:: What is required ::
Select each line in the listing below that contains the string "grass" and copy it out. Matching is case-sensitive.

=====

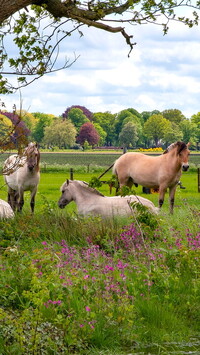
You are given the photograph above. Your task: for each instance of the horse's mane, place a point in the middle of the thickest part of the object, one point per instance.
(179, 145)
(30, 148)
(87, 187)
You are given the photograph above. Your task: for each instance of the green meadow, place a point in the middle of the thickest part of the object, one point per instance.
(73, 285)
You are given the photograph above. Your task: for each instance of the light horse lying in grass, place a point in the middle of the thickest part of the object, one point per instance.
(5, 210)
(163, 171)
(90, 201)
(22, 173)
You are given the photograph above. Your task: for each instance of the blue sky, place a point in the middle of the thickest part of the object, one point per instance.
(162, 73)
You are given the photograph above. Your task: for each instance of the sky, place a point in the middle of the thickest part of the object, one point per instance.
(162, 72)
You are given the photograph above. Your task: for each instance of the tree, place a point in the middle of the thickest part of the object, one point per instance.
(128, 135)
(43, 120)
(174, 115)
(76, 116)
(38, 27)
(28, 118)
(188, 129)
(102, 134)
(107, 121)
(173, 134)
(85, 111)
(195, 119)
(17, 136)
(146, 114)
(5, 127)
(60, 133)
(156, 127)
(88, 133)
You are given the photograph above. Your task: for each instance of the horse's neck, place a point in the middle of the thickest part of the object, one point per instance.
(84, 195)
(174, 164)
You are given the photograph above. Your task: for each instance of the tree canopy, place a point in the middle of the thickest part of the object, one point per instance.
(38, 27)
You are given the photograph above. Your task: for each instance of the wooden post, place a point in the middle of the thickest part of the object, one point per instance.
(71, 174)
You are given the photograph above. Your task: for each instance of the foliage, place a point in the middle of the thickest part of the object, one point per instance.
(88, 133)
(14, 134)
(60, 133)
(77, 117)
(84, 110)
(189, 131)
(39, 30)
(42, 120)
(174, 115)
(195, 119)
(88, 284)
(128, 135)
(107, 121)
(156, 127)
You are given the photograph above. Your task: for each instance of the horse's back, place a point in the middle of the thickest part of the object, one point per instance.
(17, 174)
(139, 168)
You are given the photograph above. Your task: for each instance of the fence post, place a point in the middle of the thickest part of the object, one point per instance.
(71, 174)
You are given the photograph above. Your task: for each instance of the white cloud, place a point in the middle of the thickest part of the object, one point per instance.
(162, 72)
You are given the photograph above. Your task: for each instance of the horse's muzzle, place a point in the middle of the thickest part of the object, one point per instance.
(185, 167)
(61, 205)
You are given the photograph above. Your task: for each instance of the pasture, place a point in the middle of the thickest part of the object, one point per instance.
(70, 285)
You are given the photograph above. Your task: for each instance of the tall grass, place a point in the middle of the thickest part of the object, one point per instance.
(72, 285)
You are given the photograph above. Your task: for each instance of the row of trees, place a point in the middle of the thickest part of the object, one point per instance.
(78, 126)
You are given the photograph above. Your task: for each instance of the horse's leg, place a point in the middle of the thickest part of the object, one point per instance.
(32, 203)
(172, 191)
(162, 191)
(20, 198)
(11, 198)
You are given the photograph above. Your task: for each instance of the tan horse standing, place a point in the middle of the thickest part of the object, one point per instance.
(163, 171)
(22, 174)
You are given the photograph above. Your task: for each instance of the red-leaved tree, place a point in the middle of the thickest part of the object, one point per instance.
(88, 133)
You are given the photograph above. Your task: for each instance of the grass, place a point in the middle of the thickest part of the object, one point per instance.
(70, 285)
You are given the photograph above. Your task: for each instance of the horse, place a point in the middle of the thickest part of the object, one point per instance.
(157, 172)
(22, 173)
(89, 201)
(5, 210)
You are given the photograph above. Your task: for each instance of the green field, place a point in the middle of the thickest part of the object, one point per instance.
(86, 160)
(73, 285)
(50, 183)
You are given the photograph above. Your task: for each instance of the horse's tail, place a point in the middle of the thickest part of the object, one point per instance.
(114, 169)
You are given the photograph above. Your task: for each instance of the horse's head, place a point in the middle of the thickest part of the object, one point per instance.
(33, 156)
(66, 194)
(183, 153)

=====

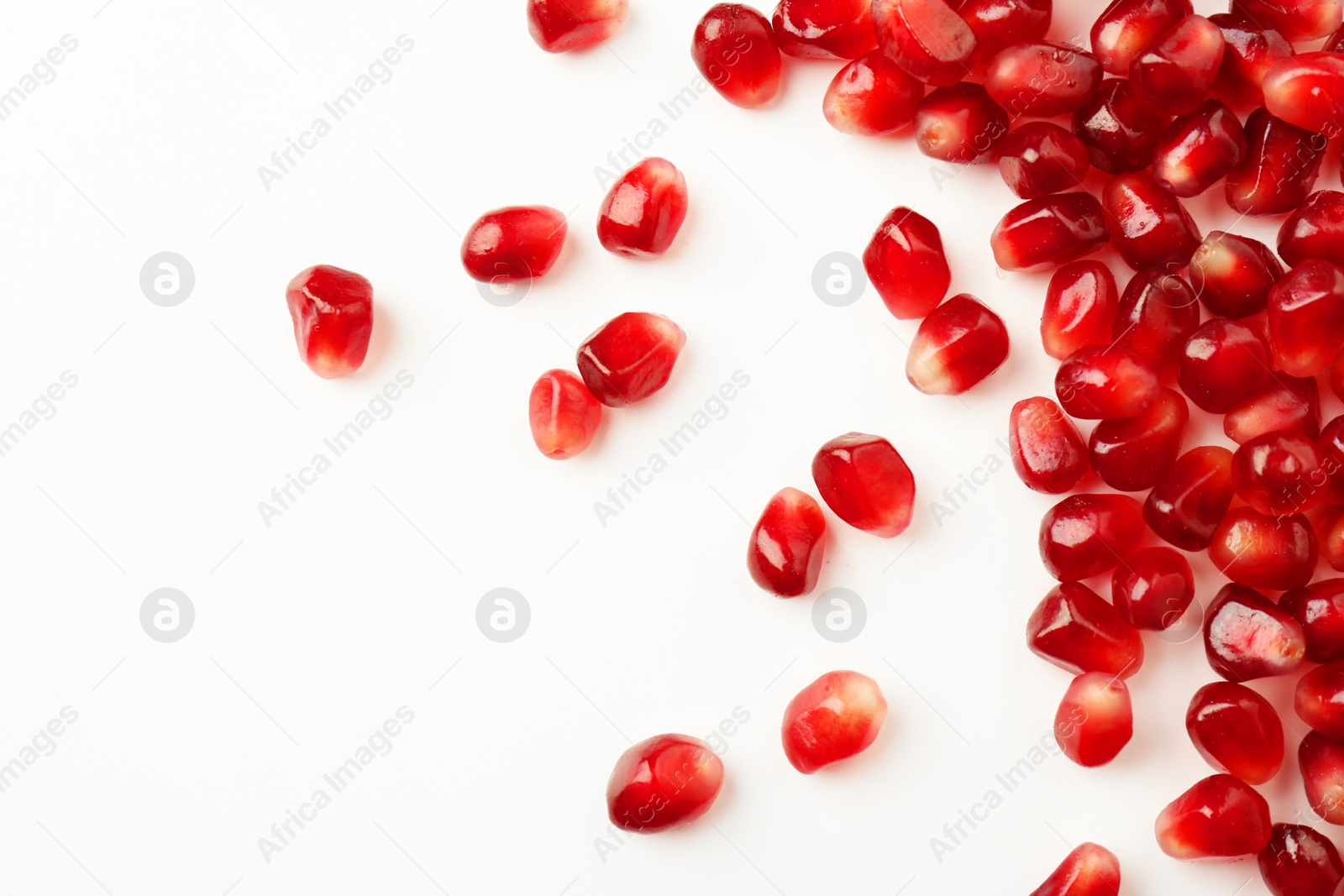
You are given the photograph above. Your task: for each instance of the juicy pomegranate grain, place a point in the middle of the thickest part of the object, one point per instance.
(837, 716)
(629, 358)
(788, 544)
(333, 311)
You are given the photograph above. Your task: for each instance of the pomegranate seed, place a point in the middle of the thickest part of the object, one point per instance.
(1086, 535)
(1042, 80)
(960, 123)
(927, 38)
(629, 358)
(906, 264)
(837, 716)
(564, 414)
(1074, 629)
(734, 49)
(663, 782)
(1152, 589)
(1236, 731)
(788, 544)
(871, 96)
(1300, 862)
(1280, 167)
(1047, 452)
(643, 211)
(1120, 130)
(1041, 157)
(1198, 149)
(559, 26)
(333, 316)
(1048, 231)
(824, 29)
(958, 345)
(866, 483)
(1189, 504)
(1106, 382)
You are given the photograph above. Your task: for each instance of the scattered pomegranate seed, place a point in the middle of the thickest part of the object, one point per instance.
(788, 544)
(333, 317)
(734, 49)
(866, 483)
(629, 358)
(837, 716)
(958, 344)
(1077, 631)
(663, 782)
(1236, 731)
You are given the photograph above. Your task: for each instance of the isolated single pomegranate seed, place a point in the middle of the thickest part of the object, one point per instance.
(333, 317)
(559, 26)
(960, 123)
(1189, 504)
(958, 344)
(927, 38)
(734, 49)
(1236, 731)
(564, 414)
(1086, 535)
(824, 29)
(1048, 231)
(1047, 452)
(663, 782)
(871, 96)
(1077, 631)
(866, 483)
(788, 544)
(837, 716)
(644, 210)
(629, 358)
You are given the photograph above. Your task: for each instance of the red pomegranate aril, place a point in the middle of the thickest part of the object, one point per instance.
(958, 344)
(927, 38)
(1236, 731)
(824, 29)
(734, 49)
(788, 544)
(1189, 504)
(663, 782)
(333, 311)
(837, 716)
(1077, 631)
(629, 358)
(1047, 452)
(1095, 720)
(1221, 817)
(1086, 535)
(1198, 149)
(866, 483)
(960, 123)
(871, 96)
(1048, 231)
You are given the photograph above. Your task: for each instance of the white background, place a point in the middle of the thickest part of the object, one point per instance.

=====

:: Exercise answer ::
You are given the photograph above. Your task: for each instance of the light horse lying in grass, place a point in the middle of the thickest part of the object, one point per instance.
You are given the photograph above. Your task: for each instance of the tall grass, place a point in the middle of the thickest part of the object, one point per instance.
You are given the photograph above. Your task: for each instance of the grass, place a point in the middle of the thickest part of the object, one point per instance.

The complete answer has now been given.